**Given text**:
↓

Cincinnati Dismantling Convention Center Hospital for COVID-19 Overflow Because it Wasn't Needed

“This does not change our readiness at all," said Dr. Dustin Calhoun, Medical Director for Emergency Management at UC Health

click to enlarge Dr. Dustin Calhoun, Medical Director for Emergency Management at UC Health - Photo: City of Cincinnati screengrab
Photo: City of Cincinnati screengrab
Dr. Dustin Calhoun, Medical Director for Emergency Management at UC Health

On Monday, May 4, Mayor John Cranley and other city officials gave their latest update on the COVID-19 pandemic in Cincinnati. In good spirits, and in celebration of the unofficial Star Wars holiday, “May the 4th Be With You,” the Mayor opened the press conference with a new “order” for Cincinnatians.

“Talk like Yoda once per day, I order you to do,” Mayor Cranley said with a laugh.

It was a lighthearted opening to a press conference that provided a critical update in the city’s response to the ongoing pandemic. As businesses in Ohio slowly began opening back up yesterday, Mayor Cranley reiterated the importance of state guidelines regarding reopening, including reduced capacity and the practice of social distancing.

Mayor Cranley also reminded citizens of the importance of wearing masks in public as the economy begins to open back up.

“We have to figure out how to live with this pandemic safely, and wearing masks is probably the most practical way to stay safe moving forward,” he said.

After an update on cases in the city — as of May 4, there are 582 confirmed cases of COVID-19, 137 hospitalizations, 29 deaths and 215 recoveries in Cincinnati — the discussion moved to alternative and overflow care centers in the city.

At the start of the COVID-19 pandemic, Cincinnati, like many other cities across the country, prepared the construction of care centers that would be able to handle a spike in hospitalizations. These care centers were to be established in order to relieve pressure on existing medical facilities in the event of an influx of COVID-19 patients.

↑

**Source data**:
↓

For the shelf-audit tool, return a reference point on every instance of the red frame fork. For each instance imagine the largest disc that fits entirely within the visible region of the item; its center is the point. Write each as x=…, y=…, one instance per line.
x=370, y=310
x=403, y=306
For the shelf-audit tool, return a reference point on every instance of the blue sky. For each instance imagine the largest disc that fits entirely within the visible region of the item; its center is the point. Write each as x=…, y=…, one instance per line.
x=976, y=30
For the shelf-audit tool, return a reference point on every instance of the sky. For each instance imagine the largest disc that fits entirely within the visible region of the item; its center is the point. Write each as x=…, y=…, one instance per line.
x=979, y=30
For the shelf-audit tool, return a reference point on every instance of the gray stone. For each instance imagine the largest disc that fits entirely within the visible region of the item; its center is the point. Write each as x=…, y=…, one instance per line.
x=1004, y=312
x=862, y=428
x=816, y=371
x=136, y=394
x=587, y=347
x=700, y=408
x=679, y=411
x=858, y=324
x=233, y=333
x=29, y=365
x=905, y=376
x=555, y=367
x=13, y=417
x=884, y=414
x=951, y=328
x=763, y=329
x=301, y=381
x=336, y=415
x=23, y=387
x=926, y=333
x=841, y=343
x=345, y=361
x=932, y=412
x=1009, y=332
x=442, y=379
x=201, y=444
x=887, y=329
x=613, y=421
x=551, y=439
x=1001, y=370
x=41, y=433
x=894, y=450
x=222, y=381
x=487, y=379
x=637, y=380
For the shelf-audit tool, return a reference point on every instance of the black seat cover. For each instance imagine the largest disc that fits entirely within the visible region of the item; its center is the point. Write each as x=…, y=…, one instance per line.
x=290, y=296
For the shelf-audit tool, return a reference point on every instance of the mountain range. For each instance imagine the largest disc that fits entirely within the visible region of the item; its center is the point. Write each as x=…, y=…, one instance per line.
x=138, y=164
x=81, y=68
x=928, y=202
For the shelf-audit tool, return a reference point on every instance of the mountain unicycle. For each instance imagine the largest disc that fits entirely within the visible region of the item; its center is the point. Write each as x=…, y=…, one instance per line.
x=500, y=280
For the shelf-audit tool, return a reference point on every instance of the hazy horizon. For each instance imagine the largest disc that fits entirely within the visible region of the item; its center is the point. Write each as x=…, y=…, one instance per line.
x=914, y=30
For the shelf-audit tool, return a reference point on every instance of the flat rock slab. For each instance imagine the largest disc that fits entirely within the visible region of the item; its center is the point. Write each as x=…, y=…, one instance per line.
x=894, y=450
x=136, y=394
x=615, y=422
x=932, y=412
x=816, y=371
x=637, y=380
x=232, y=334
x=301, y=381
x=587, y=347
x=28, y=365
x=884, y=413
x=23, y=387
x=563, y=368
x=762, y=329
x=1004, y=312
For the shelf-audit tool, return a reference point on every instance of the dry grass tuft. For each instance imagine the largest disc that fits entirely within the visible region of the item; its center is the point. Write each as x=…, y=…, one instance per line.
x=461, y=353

↑
↓

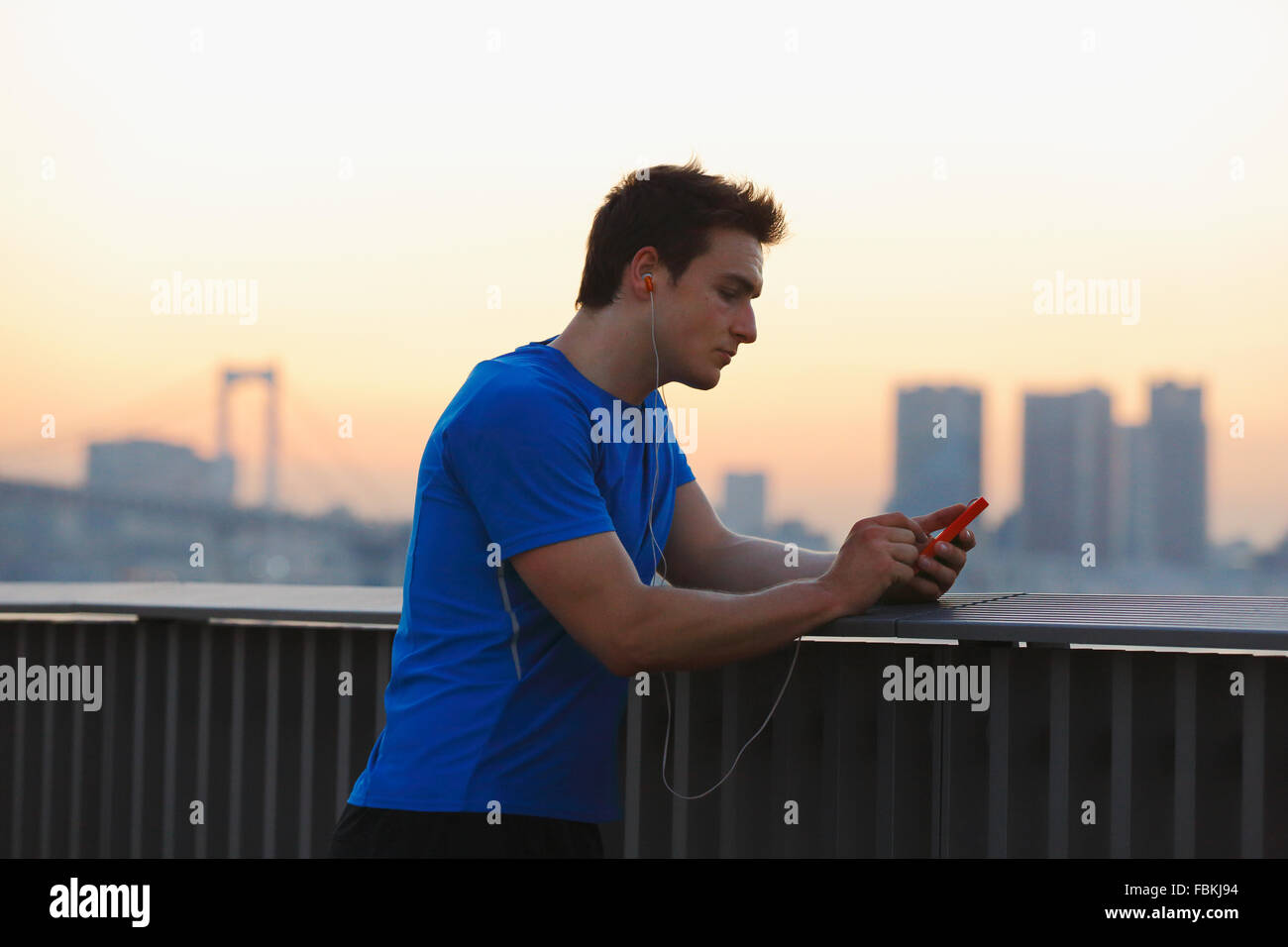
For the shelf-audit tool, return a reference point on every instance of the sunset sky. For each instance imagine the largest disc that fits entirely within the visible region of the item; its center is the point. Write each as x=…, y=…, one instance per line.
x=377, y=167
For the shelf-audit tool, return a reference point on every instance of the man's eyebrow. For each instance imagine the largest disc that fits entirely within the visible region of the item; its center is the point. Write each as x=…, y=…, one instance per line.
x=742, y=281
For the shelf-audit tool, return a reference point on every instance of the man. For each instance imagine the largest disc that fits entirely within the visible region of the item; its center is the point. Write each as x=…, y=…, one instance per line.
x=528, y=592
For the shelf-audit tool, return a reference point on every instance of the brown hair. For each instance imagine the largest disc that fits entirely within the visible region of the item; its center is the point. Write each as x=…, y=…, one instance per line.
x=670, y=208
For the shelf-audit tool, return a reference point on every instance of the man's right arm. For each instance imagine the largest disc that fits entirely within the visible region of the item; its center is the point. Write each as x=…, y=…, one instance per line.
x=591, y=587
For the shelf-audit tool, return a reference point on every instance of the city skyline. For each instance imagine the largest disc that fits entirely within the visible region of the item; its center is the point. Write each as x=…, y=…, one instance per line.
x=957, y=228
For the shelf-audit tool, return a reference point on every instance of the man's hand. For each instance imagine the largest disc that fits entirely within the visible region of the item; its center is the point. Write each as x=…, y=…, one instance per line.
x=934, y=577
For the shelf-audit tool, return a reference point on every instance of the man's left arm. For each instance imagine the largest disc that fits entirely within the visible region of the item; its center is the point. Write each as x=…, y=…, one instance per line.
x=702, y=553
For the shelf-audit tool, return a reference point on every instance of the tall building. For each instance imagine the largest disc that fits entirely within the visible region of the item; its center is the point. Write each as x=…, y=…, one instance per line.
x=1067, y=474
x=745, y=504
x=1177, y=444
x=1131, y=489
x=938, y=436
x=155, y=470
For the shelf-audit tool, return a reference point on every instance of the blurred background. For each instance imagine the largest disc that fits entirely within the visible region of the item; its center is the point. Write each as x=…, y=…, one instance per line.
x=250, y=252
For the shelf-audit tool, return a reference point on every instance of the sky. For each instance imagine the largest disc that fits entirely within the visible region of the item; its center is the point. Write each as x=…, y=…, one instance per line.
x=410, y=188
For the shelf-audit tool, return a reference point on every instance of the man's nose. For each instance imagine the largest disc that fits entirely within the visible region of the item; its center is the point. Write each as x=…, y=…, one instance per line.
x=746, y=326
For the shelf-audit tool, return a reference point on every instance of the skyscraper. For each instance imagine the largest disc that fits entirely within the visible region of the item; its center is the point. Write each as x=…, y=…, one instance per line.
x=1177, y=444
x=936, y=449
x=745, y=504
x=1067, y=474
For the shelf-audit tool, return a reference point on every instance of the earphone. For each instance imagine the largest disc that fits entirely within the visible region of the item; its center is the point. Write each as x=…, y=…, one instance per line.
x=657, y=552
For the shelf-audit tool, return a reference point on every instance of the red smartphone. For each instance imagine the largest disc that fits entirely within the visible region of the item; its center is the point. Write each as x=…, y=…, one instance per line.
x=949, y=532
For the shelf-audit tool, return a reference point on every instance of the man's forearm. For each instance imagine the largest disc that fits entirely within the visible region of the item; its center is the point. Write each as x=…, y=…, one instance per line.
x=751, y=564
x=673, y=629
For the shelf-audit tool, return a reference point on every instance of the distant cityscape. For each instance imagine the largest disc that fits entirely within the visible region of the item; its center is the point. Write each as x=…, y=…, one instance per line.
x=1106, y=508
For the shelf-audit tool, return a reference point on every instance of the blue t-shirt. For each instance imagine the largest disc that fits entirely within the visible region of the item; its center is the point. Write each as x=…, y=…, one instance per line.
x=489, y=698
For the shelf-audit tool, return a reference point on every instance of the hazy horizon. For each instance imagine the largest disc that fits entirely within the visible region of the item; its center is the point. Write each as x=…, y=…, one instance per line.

↑
↓

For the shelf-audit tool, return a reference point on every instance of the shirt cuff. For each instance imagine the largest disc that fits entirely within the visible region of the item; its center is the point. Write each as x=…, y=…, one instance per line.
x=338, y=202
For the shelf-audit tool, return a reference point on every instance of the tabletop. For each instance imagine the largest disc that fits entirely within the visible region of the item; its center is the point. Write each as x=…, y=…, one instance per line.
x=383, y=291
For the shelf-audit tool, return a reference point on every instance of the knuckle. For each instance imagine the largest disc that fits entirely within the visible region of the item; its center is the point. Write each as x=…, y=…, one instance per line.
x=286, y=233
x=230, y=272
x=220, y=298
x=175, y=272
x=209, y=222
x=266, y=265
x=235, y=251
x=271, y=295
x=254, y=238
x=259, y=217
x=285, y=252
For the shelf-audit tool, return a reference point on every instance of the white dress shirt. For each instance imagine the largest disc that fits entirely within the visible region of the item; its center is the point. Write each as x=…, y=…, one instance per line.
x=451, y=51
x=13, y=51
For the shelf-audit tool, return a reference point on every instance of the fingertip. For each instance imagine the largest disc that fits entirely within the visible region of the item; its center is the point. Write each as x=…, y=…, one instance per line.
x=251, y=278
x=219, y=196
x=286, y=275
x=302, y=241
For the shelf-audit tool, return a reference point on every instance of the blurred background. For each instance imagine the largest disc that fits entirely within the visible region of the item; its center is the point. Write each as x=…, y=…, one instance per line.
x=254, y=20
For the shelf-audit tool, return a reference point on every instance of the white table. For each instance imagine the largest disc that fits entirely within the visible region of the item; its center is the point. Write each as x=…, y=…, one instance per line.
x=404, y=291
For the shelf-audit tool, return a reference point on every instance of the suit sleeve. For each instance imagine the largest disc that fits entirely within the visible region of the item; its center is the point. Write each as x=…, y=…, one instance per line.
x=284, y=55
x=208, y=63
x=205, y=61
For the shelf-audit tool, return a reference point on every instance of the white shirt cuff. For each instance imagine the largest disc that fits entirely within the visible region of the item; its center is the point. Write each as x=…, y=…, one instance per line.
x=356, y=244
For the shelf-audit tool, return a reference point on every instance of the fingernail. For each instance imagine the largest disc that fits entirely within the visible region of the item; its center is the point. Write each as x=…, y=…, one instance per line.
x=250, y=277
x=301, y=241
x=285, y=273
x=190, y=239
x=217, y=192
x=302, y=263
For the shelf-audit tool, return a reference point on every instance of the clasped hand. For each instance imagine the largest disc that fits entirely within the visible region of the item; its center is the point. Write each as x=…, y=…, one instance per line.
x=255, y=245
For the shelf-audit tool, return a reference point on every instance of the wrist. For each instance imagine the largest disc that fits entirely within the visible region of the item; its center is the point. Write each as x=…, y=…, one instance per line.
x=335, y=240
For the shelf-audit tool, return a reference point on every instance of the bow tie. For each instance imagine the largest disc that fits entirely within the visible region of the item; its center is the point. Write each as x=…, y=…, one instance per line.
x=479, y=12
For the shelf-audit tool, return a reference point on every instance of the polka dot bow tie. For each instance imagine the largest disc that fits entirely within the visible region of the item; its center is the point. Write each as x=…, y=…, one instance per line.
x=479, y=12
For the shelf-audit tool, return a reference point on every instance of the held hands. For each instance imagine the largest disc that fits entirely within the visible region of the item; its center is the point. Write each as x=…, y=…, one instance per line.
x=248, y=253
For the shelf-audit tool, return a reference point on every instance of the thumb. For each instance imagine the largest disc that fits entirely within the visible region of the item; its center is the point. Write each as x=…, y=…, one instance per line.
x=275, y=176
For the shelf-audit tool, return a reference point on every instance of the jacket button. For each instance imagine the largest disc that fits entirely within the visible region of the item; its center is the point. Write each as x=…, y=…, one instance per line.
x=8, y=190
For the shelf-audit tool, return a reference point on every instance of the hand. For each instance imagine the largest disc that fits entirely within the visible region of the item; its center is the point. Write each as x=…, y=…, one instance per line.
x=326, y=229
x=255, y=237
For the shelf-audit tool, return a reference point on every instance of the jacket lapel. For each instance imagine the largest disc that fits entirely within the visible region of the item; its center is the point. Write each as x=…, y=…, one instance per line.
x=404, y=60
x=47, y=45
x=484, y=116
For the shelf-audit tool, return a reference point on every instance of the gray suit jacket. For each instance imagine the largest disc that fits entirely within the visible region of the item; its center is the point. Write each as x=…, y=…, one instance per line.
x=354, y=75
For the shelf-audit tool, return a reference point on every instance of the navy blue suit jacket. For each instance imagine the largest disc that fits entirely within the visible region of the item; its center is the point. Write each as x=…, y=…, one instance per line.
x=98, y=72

↑

**Using the information**:
1. In the article about Cincinnati's COVID-19 press conference, how many confirmed cases did the city have as of May 4?
2. Turn the paragraph of the Cincinnati press conference article that begins "After an update on cases" into a short bulleted list that keeps its main facts.
3. Extend the article about the Cincinnati convention center hospital, picking up right after its final sentence.

**Answer section**:
1. 582 confirmed cases.

2.
- As of May 4, Cincinnati had 582 confirmed COVID-19 cases.
- The city had 137 hospitalizations, 29 deaths and 215 recoveries.
- After these figures, the discussion turned to alternative and overflow care centers in the city.

3.
One such overflow care center was established by city health commissioners at the Duke Energy Convention Center, equipped with the proper infrastructure to accept patients. Now, Dr. Dustin Calhoun, Medical Director for Emergency Management at UC Health, says the city will be removing some of that medical infrastructure, which was put in place last month.

“This does not change our readiness at all. We will still be able to accept patients at an alternative care center if that is considered to be necessary, and we continue to do all the monitoring we have been doing up to this point,” Dr. Calhoun said during the livestreamed press conference. “It’s also extremely important to point out that the fact we are backing out some of the infrastructure at the Duke Center does not at all indicate that the community should change their practices or reduce the aggressiveness at which it is trying to fight COVID.”

“If you look at it, this is good news that we don’t need it at this time, and we can ramp it up if we do later,” Mayor Cranley said.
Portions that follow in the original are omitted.